> Directive
Put the entries below, from the start through the line that contains "<point>222,110</point>", into a two-column CSV with the columns text and answer, one row per entry. Wrap each field in quotes, turn line breaks into spaces, and omit the pictures.

----- Materials provided -----

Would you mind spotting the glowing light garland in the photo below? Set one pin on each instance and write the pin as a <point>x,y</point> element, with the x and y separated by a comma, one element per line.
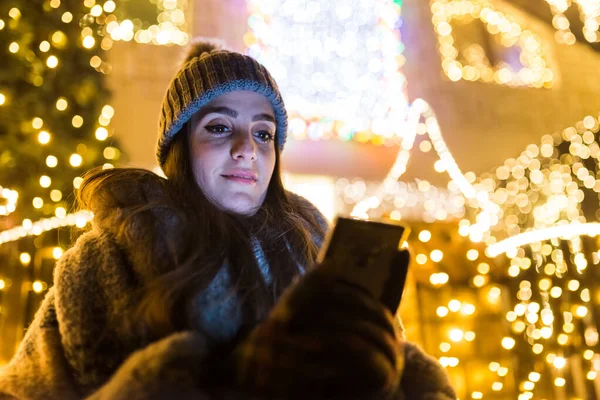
<point>28,228</point>
<point>420,109</point>
<point>342,77</point>
<point>475,65</point>
<point>590,16</point>
<point>565,231</point>
<point>9,198</point>
<point>89,40</point>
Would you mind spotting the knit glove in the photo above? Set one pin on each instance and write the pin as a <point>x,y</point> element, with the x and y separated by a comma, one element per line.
<point>324,339</point>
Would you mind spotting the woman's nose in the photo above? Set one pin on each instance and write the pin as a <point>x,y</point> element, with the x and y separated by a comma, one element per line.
<point>244,146</point>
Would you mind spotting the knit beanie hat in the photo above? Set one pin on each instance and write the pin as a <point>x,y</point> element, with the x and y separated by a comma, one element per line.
<point>209,71</point>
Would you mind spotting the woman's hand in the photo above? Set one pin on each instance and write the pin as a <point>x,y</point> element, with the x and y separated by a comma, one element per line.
<point>324,339</point>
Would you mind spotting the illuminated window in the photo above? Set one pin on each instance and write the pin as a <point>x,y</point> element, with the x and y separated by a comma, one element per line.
<point>338,65</point>
<point>160,22</point>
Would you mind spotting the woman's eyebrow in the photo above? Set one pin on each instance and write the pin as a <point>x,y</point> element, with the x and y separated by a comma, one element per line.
<point>263,117</point>
<point>222,110</point>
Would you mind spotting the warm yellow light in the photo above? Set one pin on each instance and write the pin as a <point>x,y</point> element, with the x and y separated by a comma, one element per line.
<point>479,280</point>
<point>508,343</point>
<point>556,292</point>
<point>58,38</point>
<point>61,104</point>
<point>436,255</point>
<point>77,121</point>
<point>454,305</point>
<point>591,375</point>
<point>442,311</point>
<point>494,294</point>
<point>101,133</point>
<point>57,252</point>
<point>573,285</point>
<point>44,46</point>
<point>562,339</point>
<point>483,268</point>
<point>581,311</point>
<point>519,326</point>
<point>52,62</point>
<point>96,11</point>
<point>445,347</point>
<point>56,195</point>
<point>545,284</point>
<point>67,17</point>
<point>534,376</point>
<point>75,160</point>
<point>77,182</point>
<point>456,335</point>
<point>37,286</point>
<point>559,362</point>
<point>51,161</point>
<point>585,295</point>
<point>467,309</point>
<point>25,258</point>
<point>89,42</point>
<point>38,202</point>
<point>110,153</point>
<point>109,6</point>
<point>95,61</point>
<point>60,212</point>
<point>45,181</point>
<point>424,236</point>
<point>44,137</point>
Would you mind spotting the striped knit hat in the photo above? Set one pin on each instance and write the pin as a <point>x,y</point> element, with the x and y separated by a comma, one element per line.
<point>207,72</point>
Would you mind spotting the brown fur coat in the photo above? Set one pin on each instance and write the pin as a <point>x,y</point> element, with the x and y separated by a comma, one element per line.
<point>76,347</point>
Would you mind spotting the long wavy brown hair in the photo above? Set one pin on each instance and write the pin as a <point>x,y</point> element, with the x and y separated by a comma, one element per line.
<point>286,229</point>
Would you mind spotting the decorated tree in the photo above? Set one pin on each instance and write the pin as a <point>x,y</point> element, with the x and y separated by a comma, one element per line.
<point>55,123</point>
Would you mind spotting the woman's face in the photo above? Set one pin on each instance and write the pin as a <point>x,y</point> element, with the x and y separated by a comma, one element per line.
<point>233,150</point>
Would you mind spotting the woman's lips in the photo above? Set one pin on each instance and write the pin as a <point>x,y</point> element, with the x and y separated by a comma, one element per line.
<point>241,176</point>
<point>239,179</point>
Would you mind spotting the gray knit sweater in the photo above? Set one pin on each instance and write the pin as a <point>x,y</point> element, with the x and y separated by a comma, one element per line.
<point>77,348</point>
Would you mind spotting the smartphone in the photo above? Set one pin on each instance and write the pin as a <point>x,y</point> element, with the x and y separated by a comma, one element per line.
<point>363,254</point>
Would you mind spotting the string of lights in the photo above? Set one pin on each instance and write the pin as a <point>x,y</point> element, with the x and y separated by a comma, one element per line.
<point>589,11</point>
<point>474,65</point>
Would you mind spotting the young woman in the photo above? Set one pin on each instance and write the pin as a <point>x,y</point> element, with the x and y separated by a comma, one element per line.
<point>177,290</point>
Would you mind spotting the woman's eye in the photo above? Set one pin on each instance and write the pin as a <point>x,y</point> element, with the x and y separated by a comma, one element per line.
<point>217,129</point>
<point>264,136</point>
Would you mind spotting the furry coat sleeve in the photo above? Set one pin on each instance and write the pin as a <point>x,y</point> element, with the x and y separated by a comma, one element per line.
<point>77,347</point>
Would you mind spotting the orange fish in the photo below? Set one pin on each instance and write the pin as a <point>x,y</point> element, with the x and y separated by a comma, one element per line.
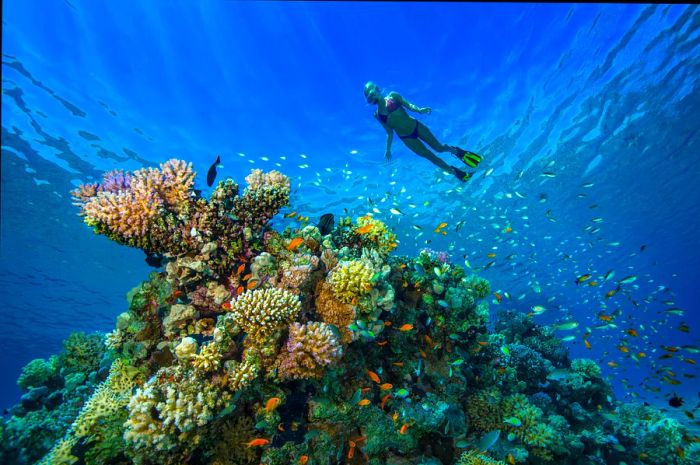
<point>258,442</point>
<point>272,404</point>
<point>364,229</point>
<point>373,376</point>
<point>384,399</point>
<point>295,243</point>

-----

> Finished task
text,answer
"Would you mind spotting the glowing light garland in the photo below? Set one pin on each instance and write the pin as a <point>x,y</point> element, with the x and y separated by a comma, one element per line.","<point>28,228</point> <point>420,109</point> <point>342,77</point> <point>475,65</point> <point>590,16</point> <point>565,231</point> <point>9,198</point> <point>89,40</point>"
"Would you mind spotting the knit glove in the photo above? Set one pin on each instance and write the pin as a <point>x,y</point> element, with the x and y separated by a comma, one element per line.","<point>324,339</point>"
"Would you mind spotting the woman's nose in the photo above? Set one pin on each instance and write the pin as a <point>x,y</point> element, with the x and y separated by a comma, one element per line.","<point>244,146</point>"
"Would you mind spotting the knit beanie hat in the photo above? Set one pin on each instance and write the pin as a <point>x,y</point> element, with the x and y separated by a comma, one element per line.","<point>209,71</point>"
"Would you mind spotting the woman's hand in the photo above? Set one pin on each instance and write the pin as a <point>x,y</point> element, with the x and y separated by a comma, one element per line.","<point>324,339</point>"
"Would you mind spotting the illuminated window in the photo above? Set one pin on each instance and write the pin as a <point>x,y</point> element, with the x and y separated by a comma, one element per line.","<point>338,65</point> <point>160,22</point>"
"Would you mind spotting the woman's eyebrow in the photo above? Set one pin on each instance and write the pin as a <point>x,y</point> element, with the x and y separated by a comma, one element per line.","<point>263,117</point> <point>222,110</point>"